[Opening Source records section]

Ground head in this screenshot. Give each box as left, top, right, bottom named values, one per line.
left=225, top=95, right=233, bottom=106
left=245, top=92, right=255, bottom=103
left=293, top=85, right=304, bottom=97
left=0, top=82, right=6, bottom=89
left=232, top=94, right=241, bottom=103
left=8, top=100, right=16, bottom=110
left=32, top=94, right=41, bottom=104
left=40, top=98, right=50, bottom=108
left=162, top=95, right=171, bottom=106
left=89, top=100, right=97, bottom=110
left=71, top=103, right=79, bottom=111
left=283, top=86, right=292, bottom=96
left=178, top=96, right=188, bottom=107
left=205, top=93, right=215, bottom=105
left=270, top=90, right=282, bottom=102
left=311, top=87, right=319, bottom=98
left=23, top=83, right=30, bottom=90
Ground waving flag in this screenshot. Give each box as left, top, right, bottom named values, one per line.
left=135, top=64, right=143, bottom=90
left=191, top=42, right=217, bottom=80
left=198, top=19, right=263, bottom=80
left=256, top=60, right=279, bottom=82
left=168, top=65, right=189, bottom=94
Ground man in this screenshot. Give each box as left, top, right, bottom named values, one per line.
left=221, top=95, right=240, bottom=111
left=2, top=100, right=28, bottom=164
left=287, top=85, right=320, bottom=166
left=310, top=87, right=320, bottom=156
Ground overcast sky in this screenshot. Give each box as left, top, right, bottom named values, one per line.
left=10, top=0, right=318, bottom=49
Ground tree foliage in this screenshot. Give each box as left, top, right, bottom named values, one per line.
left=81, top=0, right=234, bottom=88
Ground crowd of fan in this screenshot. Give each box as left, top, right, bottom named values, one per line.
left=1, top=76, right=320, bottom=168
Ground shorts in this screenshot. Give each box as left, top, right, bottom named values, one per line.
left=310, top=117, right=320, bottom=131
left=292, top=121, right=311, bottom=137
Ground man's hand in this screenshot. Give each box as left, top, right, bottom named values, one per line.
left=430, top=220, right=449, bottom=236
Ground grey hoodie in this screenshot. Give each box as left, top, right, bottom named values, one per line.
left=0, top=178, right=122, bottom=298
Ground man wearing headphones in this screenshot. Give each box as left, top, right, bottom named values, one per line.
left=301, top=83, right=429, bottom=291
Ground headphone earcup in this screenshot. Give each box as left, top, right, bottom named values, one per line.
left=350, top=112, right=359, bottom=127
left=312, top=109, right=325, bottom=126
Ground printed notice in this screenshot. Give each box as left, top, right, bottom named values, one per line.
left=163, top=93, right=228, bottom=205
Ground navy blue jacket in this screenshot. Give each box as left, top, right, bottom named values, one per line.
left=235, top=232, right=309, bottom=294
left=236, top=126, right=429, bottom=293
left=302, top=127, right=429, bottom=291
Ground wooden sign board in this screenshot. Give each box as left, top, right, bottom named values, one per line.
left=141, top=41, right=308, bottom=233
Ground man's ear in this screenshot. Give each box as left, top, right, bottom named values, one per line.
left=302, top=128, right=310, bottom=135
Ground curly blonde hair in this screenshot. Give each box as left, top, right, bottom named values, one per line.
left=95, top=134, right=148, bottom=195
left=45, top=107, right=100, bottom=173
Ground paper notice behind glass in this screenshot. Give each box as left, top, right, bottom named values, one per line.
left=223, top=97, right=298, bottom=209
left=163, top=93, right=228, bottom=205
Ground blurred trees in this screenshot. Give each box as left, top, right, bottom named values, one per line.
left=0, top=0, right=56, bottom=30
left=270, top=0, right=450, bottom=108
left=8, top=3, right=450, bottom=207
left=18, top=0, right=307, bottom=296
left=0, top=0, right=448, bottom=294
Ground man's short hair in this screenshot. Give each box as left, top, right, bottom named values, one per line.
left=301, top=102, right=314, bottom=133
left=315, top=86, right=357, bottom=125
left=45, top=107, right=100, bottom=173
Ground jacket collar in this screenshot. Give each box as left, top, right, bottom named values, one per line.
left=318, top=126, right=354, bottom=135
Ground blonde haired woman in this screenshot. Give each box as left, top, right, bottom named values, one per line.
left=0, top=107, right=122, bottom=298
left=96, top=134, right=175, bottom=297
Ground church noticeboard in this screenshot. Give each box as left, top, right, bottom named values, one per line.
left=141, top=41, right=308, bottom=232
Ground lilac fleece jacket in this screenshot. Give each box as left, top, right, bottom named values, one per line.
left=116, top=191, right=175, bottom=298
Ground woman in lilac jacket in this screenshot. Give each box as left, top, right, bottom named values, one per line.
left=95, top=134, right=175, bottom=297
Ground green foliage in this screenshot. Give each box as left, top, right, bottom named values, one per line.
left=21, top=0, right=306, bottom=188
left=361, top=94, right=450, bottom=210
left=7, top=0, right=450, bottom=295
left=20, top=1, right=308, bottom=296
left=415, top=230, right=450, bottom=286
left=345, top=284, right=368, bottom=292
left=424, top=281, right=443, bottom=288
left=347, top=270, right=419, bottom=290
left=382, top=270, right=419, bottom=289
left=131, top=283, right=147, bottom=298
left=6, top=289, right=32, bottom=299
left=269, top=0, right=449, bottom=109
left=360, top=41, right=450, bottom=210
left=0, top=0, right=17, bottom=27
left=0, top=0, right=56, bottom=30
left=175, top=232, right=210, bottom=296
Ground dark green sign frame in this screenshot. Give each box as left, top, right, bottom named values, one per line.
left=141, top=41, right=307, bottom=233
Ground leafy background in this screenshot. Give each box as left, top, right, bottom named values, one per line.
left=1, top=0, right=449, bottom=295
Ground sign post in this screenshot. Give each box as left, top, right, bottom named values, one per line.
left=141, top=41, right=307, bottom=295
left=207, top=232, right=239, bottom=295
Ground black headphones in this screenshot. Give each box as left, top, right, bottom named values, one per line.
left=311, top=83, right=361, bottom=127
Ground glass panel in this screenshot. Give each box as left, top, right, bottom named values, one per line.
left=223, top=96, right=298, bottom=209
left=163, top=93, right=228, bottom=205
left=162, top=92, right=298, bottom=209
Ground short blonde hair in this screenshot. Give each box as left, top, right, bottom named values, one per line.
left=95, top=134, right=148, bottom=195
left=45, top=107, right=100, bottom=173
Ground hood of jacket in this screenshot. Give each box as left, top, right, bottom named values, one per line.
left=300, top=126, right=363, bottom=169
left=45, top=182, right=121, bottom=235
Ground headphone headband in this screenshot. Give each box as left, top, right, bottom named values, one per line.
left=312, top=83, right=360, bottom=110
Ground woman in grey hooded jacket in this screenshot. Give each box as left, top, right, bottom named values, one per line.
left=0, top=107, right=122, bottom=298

[Closing Source records section]

▸ **What you have to do**
Once more, write out all of the entries above exactly.

▸ **Response box**
Ground head in this screenshot. Give each box as left, top, right, bottom named values, one per line.
left=225, top=95, right=233, bottom=106
left=245, top=92, right=255, bottom=103
left=293, top=85, right=304, bottom=97
left=0, top=82, right=6, bottom=89
left=232, top=94, right=241, bottom=103
left=8, top=100, right=16, bottom=110
left=32, top=94, right=41, bottom=104
left=40, top=98, right=50, bottom=108
left=162, top=95, right=171, bottom=106
left=89, top=100, right=97, bottom=110
left=71, top=103, right=79, bottom=111
left=283, top=86, right=292, bottom=96
left=178, top=96, right=188, bottom=107
left=205, top=93, right=215, bottom=105
left=270, top=90, right=282, bottom=102
left=311, top=87, right=319, bottom=98
left=23, top=83, right=30, bottom=90
Ground waving flag in this screenshot. Give each box as left, top, right, bottom named values, one per line.
left=135, top=64, right=143, bottom=90
left=191, top=42, right=217, bottom=80
left=198, top=19, right=263, bottom=80
left=256, top=60, right=279, bottom=82
left=168, top=65, right=189, bottom=94
Ground man in this screenshot. Give each box as left, top, right, bottom named values, one per line.
left=221, top=95, right=240, bottom=111
left=2, top=100, right=28, bottom=164
left=287, top=85, right=320, bottom=166
left=310, top=87, right=320, bottom=156
Ground overcast sky in this screenshot. Give each box as left, top, right, bottom named values, one per line.
left=10, top=0, right=318, bottom=49
Ground tree foliage in this screenshot. Give each box as left, top, right, bottom named values, one per line.
left=81, top=0, right=234, bottom=88
Ground crowd of fan in this screenshot. Give each box as left, top, right, bottom named values, one per line.
left=1, top=76, right=320, bottom=168
Ground shorts in this screenshot. Give each box as left, top, right, bottom named values, one per line.
left=310, top=117, right=320, bottom=131
left=292, top=121, right=311, bottom=137
Ground man's hand in this screenshot. Give each box as left, top, right, bottom named values, one per line.
left=430, top=220, right=449, bottom=236
Ground grey hoodie in this screenshot. Give each box as left, top, right, bottom named values, one per line.
left=0, top=178, right=122, bottom=298
Ground man wearing headphones in this screenshot. Give each box as left, top, right, bottom named values, one per line.
left=301, top=83, right=429, bottom=291
Ground headphone earcup in this screenshot. Give each box as left, top, right, bottom named values, one per line.
left=350, top=112, right=359, bottom=127
left=312, top=109, right=325, bottom=126
Ground printed notice in this screenshot. Give each box as left, top, right, bottom named values, one per line.
left=163, top=93, right=228, bottom=205
Ground navy blue jacket in this screenshot. Give each box as left, top, right, bottom named values, one per line.
left=235, top=232, right=309, bottom=294
left=236, top=126, right=429, bottom=293
left=302, top=127, right=429, bottom=291
Ground wooden sign board in this screenshot. Give each box as left, top, right, bottom named values, one per line.
left=141, top=41, right=308, bottom=233
Ground man's ear in this screenshot. Give each box as left, top, right, bottom named values, one per line.
left=302, top=128, right=310, bottom=135
Ground curly blonde hair in this screenshot. Give each box as left, top, right, bottom named values, one per line.
left=95, top=134, right=148, bottom=195
left=45, top=107, right=100, bottom=173
Ground paper notice behind glass in this screenshot. Give each box as left, top, right, bottom named values, one per line.
left=223, top=97, right=298, bottom=209
left=163, top=93, right=228, bottom=205
Ground blurred trees in this screenshot. Give each box as left, top, right, bottom named values, one per line.
left=0, top=0, right=56, bottom=30
left=270, top=0, right=450, bottom=108
left=8, top=3, right=450, bottom=207
left=18, top=0, right=307, bottom=296
left=0, top=0, right=448, bottom=294
Ground man's short hair in this screenshot. Give each box as left, top, right, bottom named values, one per line.
left=301, top=102, right=314, bottom=133
left=315, top=86, right=357, bottom=125
left=45, top=107, right=100, bottom=173
Ground jacket collar in this screenshot. Give each box as left, top, right, bottom named values, one per line.
left=318, top=126, right=354, bottom=135
Ground blonde haired woman in this screenshot. Give each box as left, top, right, bottom named values, one per line.
left=0, top=107, right=122, bottom=298
left=96, top=134, right=175, bottom=297
Ground church noticeboard in this screenshot. Give each box as left, top, right, bottom named values, one per line.
left=141, top=41, right=308, bottom=232
Ground lilac fleece jacket in this screenshot. Give each box as left, top, right, bottom named values, one per line.
left=116, top=191, right=175, bottom=298
Ground woman in lilac jacket in this screenshot. Give each box as left, top, right, bottom named values, one per line.
left=95, top=134, right=175, bottom=297
Ground green foliage in this screenshot. Give each box as left, top, right, bottom named values, one per line.
left=21, top=0, right=306, bottom=188
left=361, top=94, right=450, bottom=210
left=7, top=0, right=450, bottom=295
left=20, top=1, right=308, bottom=296
left=415, top=230, right=450, bottom=286
left=345, top=284, right=368, bottom=292
left=424, top=281, right=443, bottom=288
left=347, top=270, right=419, bottom=290
left=382, top=270, right=419, bottom=289
left=131, top=283, right=147, bottom=298
left=6, top=289, right=32, bottom=299
left=269, top=0, right=449, bottom=109
left=360, top=41, right=450, bottom=210
left=0, top=0, right=17, bottom=27
left=0, top=0, right=56, bottom=30
left=175, top=232, right=210, bottom=296
Ground dark green sign frame in this screenshot. Give each box as left, top, right, bottom named values, one per line.
left=141, top=41, right=307, bottom=233
Ground leafy background in this screenshot. Give each box as left, top, right, bottom named values, one per line.
left=1, top=0, right=449, bottom=295
Ground sign post in this screenshot. Give each box as left, top, right, bottom named values, one per line.
left=141, top=41, right=307, bottom=295
left=207, top=232, right=239, bottom=295
Ground black headphones in this screenshot. Give each box as left, top, right, bottom named values, one per line.
left=311, top=83, right=361, bottom=127
Ground glass panel in this screenshot. Give each box as left, top, right, bottom named values, one per line.
left=223, top=96, right=298, bottom=209
left=163, top=93, right=228, bottom=205
left=162, top=92, right=298, bottom=209
Ground short blonde hair in this screenshot. Give each box as left, top, right, bottom named values, one per line.
left=95, top=134, right=148, bottom=195
left=45, top=107, right=100, bottom=173
Ground hood of jacket in this screenshot. Give each box as left, top, right, bottom named values, one per line.
left=300, top=126, right=363, bottom=169
left=45, top=182, right=121, bottom=235
Ground headphone headband in this screenshot. Give each box as left, top, right, bottom named values, one per line.
left=312, top=83, right=360, bottom=110
Ground woman in grey hooded jacket in this screenshot. Give each box as left, top, right, bottom named values, one per line.
left=0, top=107, right=122, bottom=298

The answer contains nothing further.